## OPGAVEN
a) Beantwoord over de column over Zeeland hieronder deze vragen:
(i) Wat zag de ik-figuur volgens de kop in Zeeland voor het eerst?
(ii) Tot welke leeftijd was de streek de enige buitenland van de ik-figuur?
(iii) Welke drie plaatsen liggen in die streek?
b) Herhaal woordelijk uit de column over Zeeland hieronder het stuk dat opent met de woorden "ColumnTom Lanoye" en sluit met "van de betovering.".

## BRONTEKST
.....

ColumnTom Lanoye
‘In Zeeland zag ik voor het eerst een koppeltje langdurig tongzoenen’
Tot mijn 10de was de streek rond Hulst, Axel en Terneuzen mijn enige maar hevig geliefde buitenland. In mijn kinderlijke verbeelding viel het samen met heel Nederland en zelfs heel de wereld. Het straalde navenant gevaar, verleiding en mysterie uit, versterkt door het feestelijke gevoel waarmee de trips erheen gepaard gingen. Niet dat die talrijk waren. Ook dat vergrootte de intensiteit van de betovering.

.....

## GEËXTRAHEERDE RECORDS
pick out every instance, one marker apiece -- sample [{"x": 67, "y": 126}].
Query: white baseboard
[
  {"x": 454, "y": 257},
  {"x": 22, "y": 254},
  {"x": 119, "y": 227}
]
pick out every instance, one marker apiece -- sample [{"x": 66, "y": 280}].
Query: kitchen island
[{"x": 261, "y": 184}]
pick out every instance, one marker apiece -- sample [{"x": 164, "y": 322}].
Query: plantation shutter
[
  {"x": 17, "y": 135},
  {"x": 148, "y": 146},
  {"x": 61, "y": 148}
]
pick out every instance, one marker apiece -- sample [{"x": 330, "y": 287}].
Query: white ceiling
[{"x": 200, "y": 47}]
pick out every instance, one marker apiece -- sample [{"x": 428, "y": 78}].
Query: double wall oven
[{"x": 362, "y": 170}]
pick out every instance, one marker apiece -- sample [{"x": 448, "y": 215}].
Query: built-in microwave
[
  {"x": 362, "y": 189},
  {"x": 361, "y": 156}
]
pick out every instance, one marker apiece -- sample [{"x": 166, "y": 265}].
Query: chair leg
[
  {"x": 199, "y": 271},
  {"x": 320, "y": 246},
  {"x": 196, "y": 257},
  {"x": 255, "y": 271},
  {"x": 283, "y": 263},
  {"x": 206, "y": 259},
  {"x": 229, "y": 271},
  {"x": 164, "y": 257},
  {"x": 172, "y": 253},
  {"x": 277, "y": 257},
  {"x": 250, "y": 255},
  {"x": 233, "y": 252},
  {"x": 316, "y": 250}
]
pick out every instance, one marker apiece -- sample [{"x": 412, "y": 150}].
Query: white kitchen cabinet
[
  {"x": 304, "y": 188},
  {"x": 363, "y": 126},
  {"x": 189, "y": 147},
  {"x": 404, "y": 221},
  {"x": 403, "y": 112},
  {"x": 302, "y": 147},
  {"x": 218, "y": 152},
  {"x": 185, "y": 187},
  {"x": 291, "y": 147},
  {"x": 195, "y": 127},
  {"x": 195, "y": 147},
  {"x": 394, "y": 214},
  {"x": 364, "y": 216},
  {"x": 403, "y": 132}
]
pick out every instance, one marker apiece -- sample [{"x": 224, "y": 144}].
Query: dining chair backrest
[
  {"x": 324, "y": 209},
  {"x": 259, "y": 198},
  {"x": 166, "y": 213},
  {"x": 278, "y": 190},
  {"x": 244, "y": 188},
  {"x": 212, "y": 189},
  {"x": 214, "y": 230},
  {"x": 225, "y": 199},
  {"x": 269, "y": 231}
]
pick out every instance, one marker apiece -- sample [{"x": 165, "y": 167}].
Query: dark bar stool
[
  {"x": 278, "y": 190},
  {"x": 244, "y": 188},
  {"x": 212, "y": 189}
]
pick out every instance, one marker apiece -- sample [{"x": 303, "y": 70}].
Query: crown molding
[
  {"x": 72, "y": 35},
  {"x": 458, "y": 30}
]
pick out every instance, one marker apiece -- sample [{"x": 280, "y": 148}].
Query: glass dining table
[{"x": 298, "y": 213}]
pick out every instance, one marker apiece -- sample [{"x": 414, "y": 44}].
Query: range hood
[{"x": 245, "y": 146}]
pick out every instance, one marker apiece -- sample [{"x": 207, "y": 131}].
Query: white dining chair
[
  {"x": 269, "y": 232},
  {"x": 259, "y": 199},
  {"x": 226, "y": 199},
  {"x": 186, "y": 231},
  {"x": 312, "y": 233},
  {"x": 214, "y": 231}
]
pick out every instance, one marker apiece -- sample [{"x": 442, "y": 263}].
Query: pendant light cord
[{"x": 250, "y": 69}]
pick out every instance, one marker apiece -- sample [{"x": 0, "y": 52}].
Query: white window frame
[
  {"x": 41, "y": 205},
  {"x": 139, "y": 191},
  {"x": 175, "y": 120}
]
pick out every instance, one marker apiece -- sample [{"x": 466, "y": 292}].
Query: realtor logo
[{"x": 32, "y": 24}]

.....

## ANTWOORDEN
a)
(i) Een koppeltje dat langdurig tongzoende.
(ii) Tot de leeftijd van 10 jaar.
(iii) Hulst, Axel en Terneuzen.

b)
ColumnTom Lanoye
‘In Zeeland zag ik voor het eerst een koppeltje langdurig tongzoenen’
Tot mijn 10de was de streek rond Hulst, Axel en Terneuzen mijn enige maar hevig geliefde buitenland. In mijn kinderlijke verbeelding viel het samen met heel Nederland en zelfs heel de wereld. Het straalde navenant gevaar, verleiding en mysterie uit, versterkt door het feestelijke gevoel waarmee de trips erheen gepaard gingen. Niet dat die talrijk waren. Ook dat vergrootte de intensiteit van de betovering.